▶ Written instruction
Do not copy the pictures; transcribe all other material exactly.

▶ Dataset content
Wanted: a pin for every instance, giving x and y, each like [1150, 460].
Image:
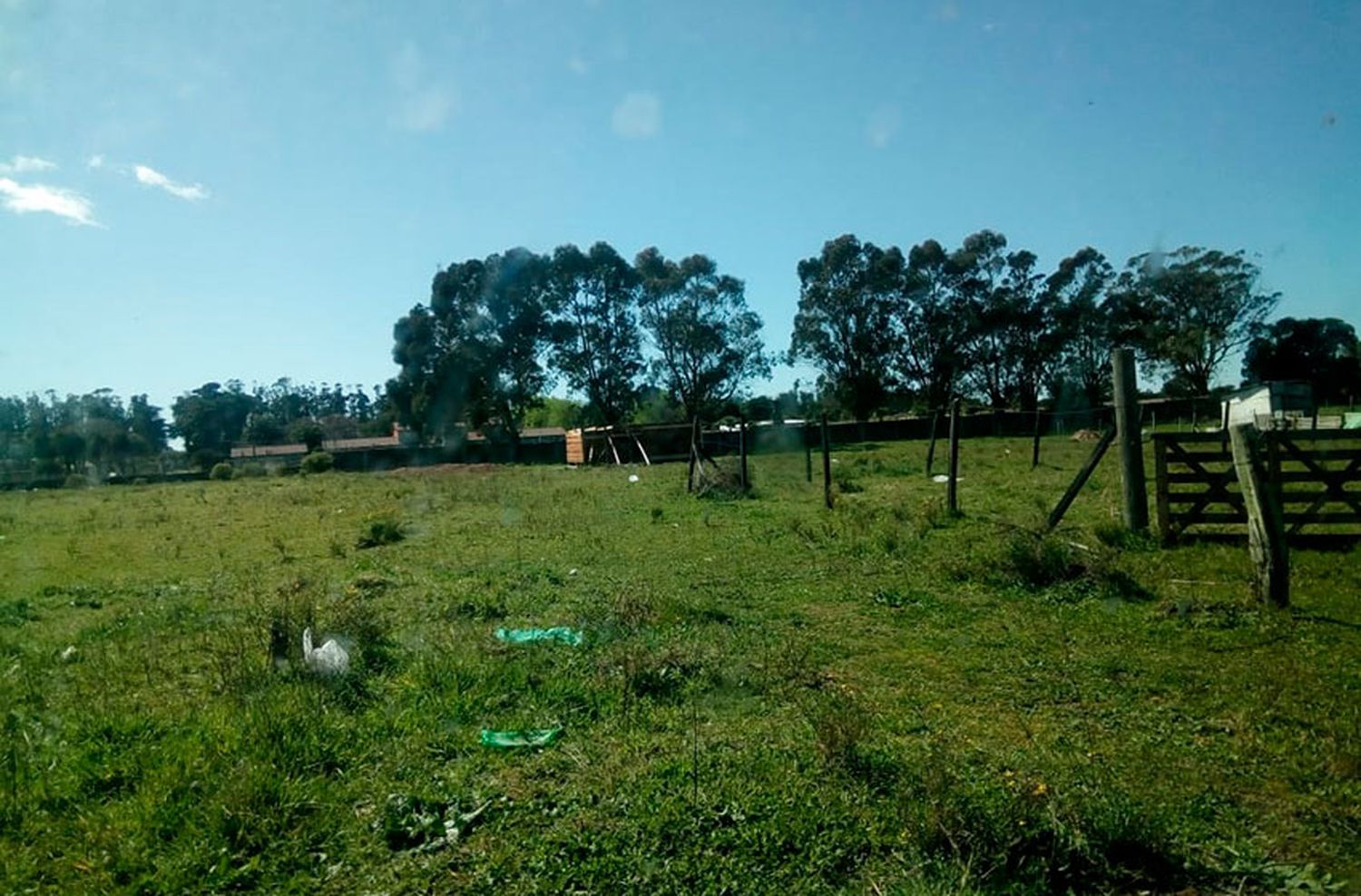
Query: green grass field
[772, 696]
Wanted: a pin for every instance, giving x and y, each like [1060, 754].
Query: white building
[1270, 404]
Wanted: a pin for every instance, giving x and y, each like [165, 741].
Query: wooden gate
[1317, 477]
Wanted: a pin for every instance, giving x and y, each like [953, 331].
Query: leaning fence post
[1034, 447]
[694, 452]
[742, 447]
[827, 463]
[952, 496]
[808, 453]
[935, 421]
[1266, 531]
[1131, 441]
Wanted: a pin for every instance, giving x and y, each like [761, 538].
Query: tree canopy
[1189, 310]
[844, 326]
[1325, 351]
[596, 347]
[707, 340]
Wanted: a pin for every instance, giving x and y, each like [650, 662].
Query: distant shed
[1270, 404]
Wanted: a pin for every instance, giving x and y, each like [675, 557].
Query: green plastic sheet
[558, 632]
[516, 740]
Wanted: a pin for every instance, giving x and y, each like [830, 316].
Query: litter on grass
[328, 659]
[558, 632]
[517, 740]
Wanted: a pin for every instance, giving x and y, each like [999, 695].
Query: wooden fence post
[952, 496]
[808, 452]
[1266, 531]
[1034, 447]
[694, 452]
[827, 463]
[742, 447]
[1160, 477]
[1083, 474]
[935, 421]
[1131, 440]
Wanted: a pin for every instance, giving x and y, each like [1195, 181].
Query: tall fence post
[1131, 440]
[952, 496]
[1266, 531]
[808, 453]
[935, 421]
[827, 463]
[1034, 447]
[742, 447]
[694, 452]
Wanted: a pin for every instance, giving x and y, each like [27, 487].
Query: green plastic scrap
[558, 632]
[514, 740]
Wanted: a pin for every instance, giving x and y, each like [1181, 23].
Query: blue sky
[212, 190]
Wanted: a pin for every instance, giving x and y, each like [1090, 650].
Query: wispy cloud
[22, 199]
[192, 192]
[422, 103]
[637, 116]
[881, 127]
[947, 11]
[24, 165]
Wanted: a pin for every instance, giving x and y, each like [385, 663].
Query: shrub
[378, 531]
[318, 463]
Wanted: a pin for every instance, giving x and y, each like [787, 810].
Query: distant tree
[658, 405]
[147, 426]
[1189, 310]
[1319, 350]
[473, 355]
[1075, 293]
[308, 433]
[596, 346]
[844, 326]
[708, 342]
[210, 419]
[554, 413]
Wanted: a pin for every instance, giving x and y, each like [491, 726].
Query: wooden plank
[1180, 499]
[1287, 476]
[1081, 479]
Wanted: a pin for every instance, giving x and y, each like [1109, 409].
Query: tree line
[984, 323]
[48, 435]
[670, 339]
[498, 332]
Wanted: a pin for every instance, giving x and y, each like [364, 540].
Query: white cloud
[26, 163]
[422, 103]
[424, 111]
[155, 179]
[22, 199]
[637, 116]
[881, 127]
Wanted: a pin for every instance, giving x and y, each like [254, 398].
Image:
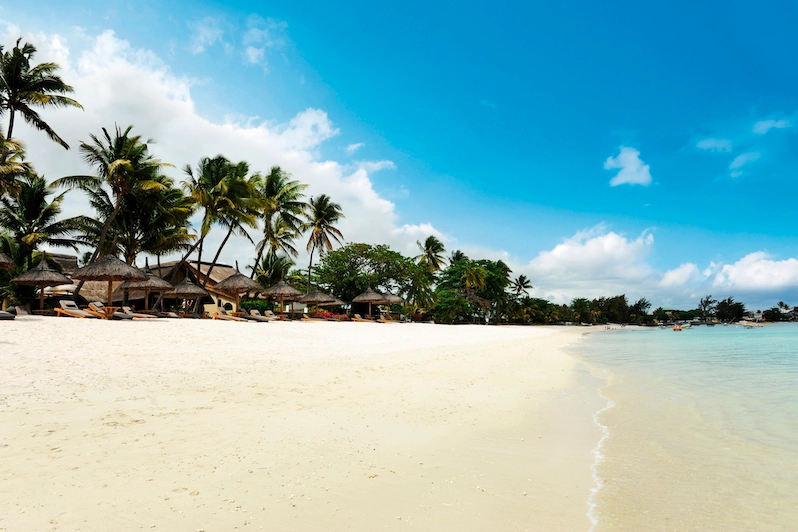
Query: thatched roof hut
[5, 262]
[42, 275]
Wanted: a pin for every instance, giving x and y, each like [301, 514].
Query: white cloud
[120, 84]
[758, 272]
[711, 144]
[352, 148]
[740, 161]
[205, 32]
[592, 263]
[763, 126]
[680, 276]
[261, 35]
[632, 170]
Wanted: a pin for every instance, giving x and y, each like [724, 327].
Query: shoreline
[310, 425]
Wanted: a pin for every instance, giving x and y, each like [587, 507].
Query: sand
[211, 425]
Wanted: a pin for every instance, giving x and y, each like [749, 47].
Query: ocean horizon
[700, 428]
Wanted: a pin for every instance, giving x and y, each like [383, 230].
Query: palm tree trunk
[310, 265]
[101, 243]
[216, 258]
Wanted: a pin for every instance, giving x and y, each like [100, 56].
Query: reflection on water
[704, 430]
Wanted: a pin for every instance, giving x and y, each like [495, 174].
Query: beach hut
[238, 284]
[109, 269]
[152, 284]
[5, 262]
[187, 290]
[370, 297]
[282, 291]
[41, 276]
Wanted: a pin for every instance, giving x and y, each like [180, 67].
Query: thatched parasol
[110, 269]
[317, 297]
[370, 297]
[282, 291]
[187, 290]
[5, 262]
[237, 284]
[391, 299]
[41, 276]
[152, 284]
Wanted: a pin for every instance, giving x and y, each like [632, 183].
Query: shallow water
[703, 432]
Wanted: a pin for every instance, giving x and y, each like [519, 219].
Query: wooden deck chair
[136, 315]
[69, 308]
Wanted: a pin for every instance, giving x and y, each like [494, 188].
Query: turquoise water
[702, 428]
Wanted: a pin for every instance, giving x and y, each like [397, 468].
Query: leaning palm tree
[431, 254]
[123, 166]
[24, 85]
[228, 197]
[32, 218]
[282, 213]
[521, 285]
[322, 214]
[12, 165]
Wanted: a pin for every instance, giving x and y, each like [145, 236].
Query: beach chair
[272, 316]
[221, 314]
[97, 308]
[136, 315]
[69, 308]
[254, 315]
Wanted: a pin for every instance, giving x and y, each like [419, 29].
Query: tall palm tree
[32, 218]
[322, 214]
[282, 215]
[431, 254]
[23, 85]
[272, 269]
[12, 164]
[124, 165]
[228, 197]
[521, 284]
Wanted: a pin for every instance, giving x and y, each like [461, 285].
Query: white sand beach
[211, 425]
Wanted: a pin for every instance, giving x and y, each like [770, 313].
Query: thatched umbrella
[5, 262]
[283, 291]
[41, 276]
[110, 269]
[237, 284]
[152, 284]
[370, 297]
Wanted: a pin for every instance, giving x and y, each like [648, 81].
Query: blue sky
[501, 126]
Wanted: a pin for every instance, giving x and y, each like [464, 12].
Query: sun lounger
[69, 308]
[95, 307]
[252, 316]
[136, 315]
[271, 316]
[221, 314]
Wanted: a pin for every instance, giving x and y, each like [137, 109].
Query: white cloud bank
[763, 126]
[632, 170]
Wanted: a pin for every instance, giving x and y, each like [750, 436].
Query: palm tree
[124, 165]
[12, 164]
[431, 254]
[23, 86]
[227, 196]
[282, 213]
[521, 285]
[32, 219]
[322, 214]
[474, 276]
[272, 269]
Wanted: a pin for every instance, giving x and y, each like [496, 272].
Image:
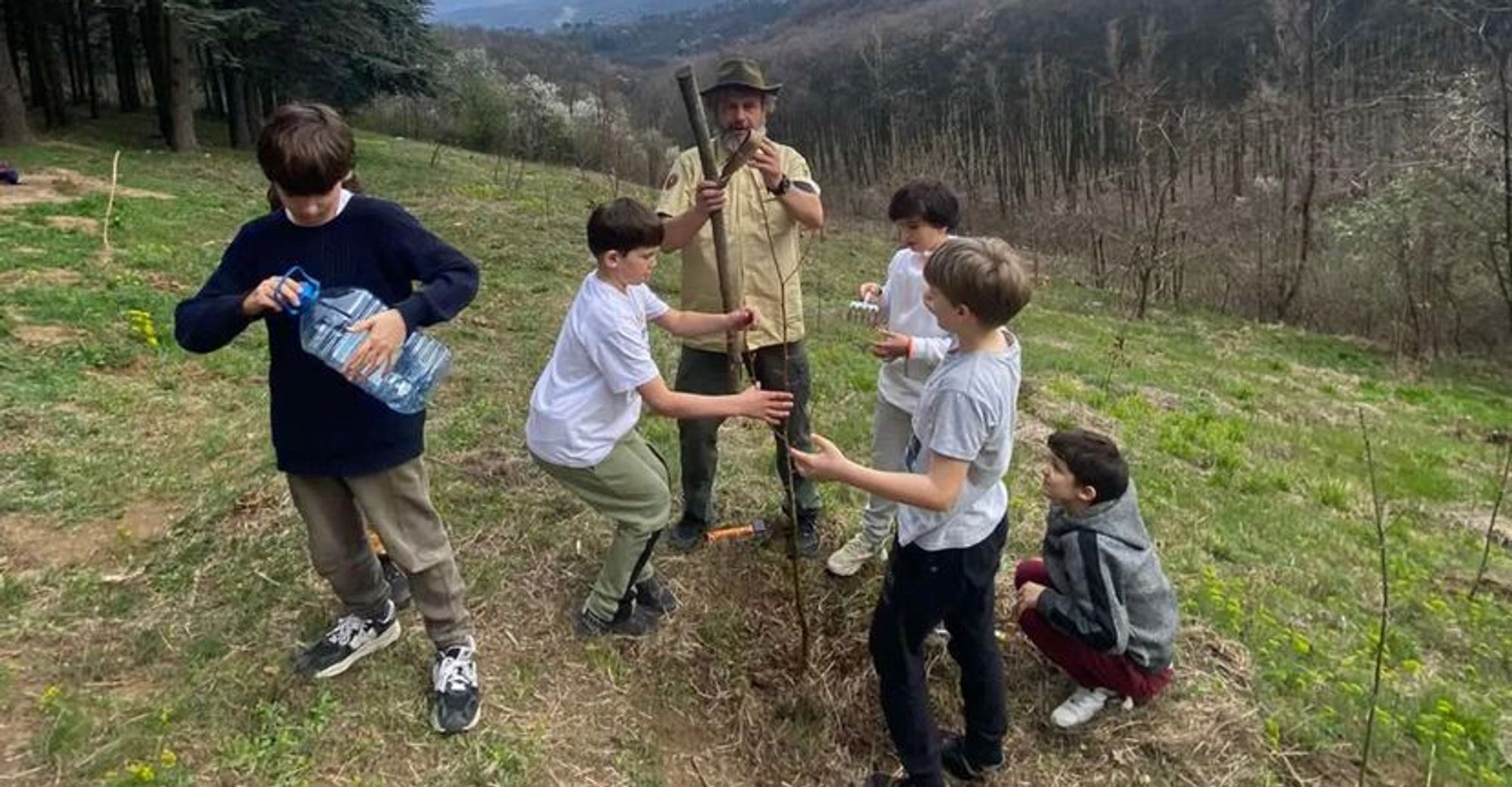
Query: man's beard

▶ Written reply
Wanted: a pin for every instance, giving x and y, each like [1150, 460].
Image:
Query: green grass field
[772, 696]
Wanted: a pin for every instance, giving x and y, each like [1060, 754].
Query: white building
[1270, 404]
Wanted: a pin for every instance, giving x and y, each like [165, 741].
Query: wooden gate
[1317, 477]
Wanted: a pin for every instance, giving x and y, each like [953, 331].
Query: leaning fence post
[1034, 447]
[694, 452]
[742, 447]
[827, 463]
[952, 496]
[808, 453]
[935, 421]
[1266, 531]
[1131, 441]
Wanted: a pin for every instance, giving x and y, each like [761, 538].
Query: tree canopy
[1189, 310]
[844, 326]
[1325, 351]
[596, 347]
[707, 340]
Wanted: a pin for every instance, giving x and y, each like [650, 662].
Query: distant shed
[1270, 404]
Wanted: a pin for every instance, giving x and y, each like [675, 557].
Query: green plastic sheet
[558, 632]
[516, 740]
Wanted: a pin for every instance, giving x and y, each like [830, 316].
Query: litter on grass
[328, 659]
[558, 632]
[517, 740]
Wanted: a pin for every instance, giving x and y, each like [999, 695].
Query: wooden fence post
[952, 496]
[808, 452]
[1266, 531]
[1034, 447]
[694, 452]
[827, 463]
[742, 447]
[1160, 477]
[1083, 474]
[935, 421]
[1131, 440]
Wanted: a pin for every instance, giving x and y, each like [1195, 181].
Query: tall fence post
[1131, 440]
[952, 496]
[1266, 531]
[808, 453]
[935, 421]
[827, 463]
[1034, 447]
[742, 447]
[694, 452]
Wanted: a pin for every instance, giving x and y, each like [27, 487].
Query: green plastic scrap
[558, 632]
[514, 740]
Wanted: a pin for every instance, giving x and y, each like [1181, 23].
Query: blue sky
[212, 190]
Wanted: a pin for every instance, giving x and y, each like [1090, 650].
Query: wispy cloud
[22, 199]
[192, 192]
[422, 103]
[637, 116]
[881, 127]
[947, 11]
[24, 165]
Wanted: a pin for every instance, giving x and y, each like [385, 663].
Query: shrub
[378, 531]
[318, 463]
Wanted: a pin for every instance, giving x and y, each like [787, 810].
Query: distant tree
[658, 405]
[147, 426]
[1189, 310]
[1319, 350]
[473, 355]
[1075, 293]
[308, 433]
[596, 346]
[844, 326]
[708, 342]
[210, 419]
[554, 413]
Wanted: a pin for every instance, giving x and y, each like [491, 726].
Query: wooden plank
[1180, 499]
[1287, 476]
[1081, 479]
Wanted: a pin for every instance, giving x and y, each like [1109, 409].
Query: tree line
[984, 323]
[48, 435]
[670, 339]
[498, 332]
Wanted: a pin for every instance, giving x and y, each like [364, 540].
Query: white cloud
[26, 163]
[422, 103]
[424, 111]
[155, 179]
[22, 199]
[637, 116]
[881, 127]
Wanted: a pin for every instance, giving x and y, each like [254, 398].
Image:
Query: thatched roof hut
[5, 262]
[42, 275]
Wanted: a pin for every instance, giving x and y, each like [301, 514].
Query: white cloud
[120, 84]
[758, 272]
[711, 144]
[352, 148]
[740, 161]
[205, 32]
[592, 263]
[763, 126]
[680, 276]
[261, 35]
[632, 170]
Wanted: a pin for every instance, giving x and y, each like [724, 327].
Query: shoreline
[310, 425]
Wanted: a pin for every instance, giving x and y, each like [587, 507].
Query: sand
[211, 425]
Wanted: a pin for every instance, giving x and y, each like [749, 47].
Query: ocean horizon
[700, 428]
Wanted: a pin for every instance, giving x and y, each like [383, 230].
Query: palm tree trunk
[310, 265]
[101, 243]
[216, 258]
Wanted: a pin for every instance, giving x and y, each like [100, 56].
Query: reflection on water
[704, 430]
Wanted: a pin for every instance, giving x and y, each like [495, 174].
Query: beach hut
[238, 284]
[109, 269]
[152, 284]
[5, 262]
[187, 290]
[370, 297]
[282, 291]
[41, 276]
Wanted: a pin for every instance, giving x and y, each like [180, 67].
Query: thatched parasol
[110, 269]
[317, 297]
[370, 297]
[282, 291]
[187, 290]
[5, 262]
[237, 284]
[391, 299]
[41, 276]
[152, 284]
Wanted: a pin for every instance, giving x and y, each like [632, 183].
Query: shallow water
[703, 432]
Wanted: a pin for every instance, giving x and y, each like [519, 219].
Query: wooden deck chair
[136, 315]
[69, 308]
Wanted: a pin for every instance, giving x and y, each like [494, 188].
Query: turquoise water
[702, 428]
Wanted: a pin for every instance, giving x and y, each like [397, 468].
Query: leaning palm tree
[431, 254]
[123, 166]
[24, 85]
[228, 197]
[32, 218]
[282, 213]
[521, 285]
[322, 214]
[12, 165]
Wanted: a pin for every instance, giving x and y, each like [145, 236].
Query: beach chair
[272, 316]
[221, 314]
[97, 308]
[136, 315]
[69, 308]
[254, 315]
Wanted: a pin for every instance, giving x and y, each like [419, 29].
Query: tall palm tree
[32, 218]
[322, 214]
[282, 215]
[431, 254]
[23, 85]
[272, 269]
[12, 164]
[124, 165]
[228, 197]
[521, 284]
Wanted: a pin for every instance, giving x and y, each like [461, 285].
Query: white sand beach
[211, 425]
Wanted: a pin for every instance, giving x and y, each like [770, 313].
Query: thatched umbrella
[5, 262]
[283, 291]
[41, 276]
[110, 269]
[237, 284]
[152, 284]
[370, 297]
Wanted: a pin for every instance, giving x and y, each like [648, 81].
Query: blue sky
[501, 126]
Wanted: a pin for every instance, giving x and y, each like [464, 12].
Query: sun lounger
[69, 308]
[95, 307]
[252, 316]
[136, 315]
[271, 316]
[221, 314]
Wanted: a pin for every instance, giving x and y, each like [137, 109].
Query: white cloud bank
[763, 126]
[632, 170]
Wanted: a pin for every instance, giving x and y, each like [750, 436].
Query: palm tree
[124, 165]
[12, 164]
[431, 254]
[23, 86]
[227, 196]
[282, 213]
[521, 285]
[32, 219]
[322, 214]
[474, 276]
[272, 269]
Wanted: a pin for every instance, giving x and y, each like [496, 272].
Image:
Query: man's beard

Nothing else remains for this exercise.